[LISTED RECORDS]
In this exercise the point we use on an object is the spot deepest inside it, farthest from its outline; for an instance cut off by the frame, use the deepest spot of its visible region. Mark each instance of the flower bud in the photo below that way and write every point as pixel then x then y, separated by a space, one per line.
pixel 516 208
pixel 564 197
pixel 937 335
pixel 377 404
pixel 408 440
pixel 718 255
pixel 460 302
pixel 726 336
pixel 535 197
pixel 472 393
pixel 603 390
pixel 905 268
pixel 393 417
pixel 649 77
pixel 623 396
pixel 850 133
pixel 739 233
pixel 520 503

[WORK REQUIRED] Find each line in the listing above that contains the word "write", and copy those lines in their original order.

[TASK OUTPUT]
In this exercise the point we use on an object is the spot deepest inside it, farthest from its outline; for an instance cut off by the frame, use the deepest spot of its visible region. Mark each instance of the flower bud in the photo below that way and write every point as pixel then x then y, separated by a space, one per line.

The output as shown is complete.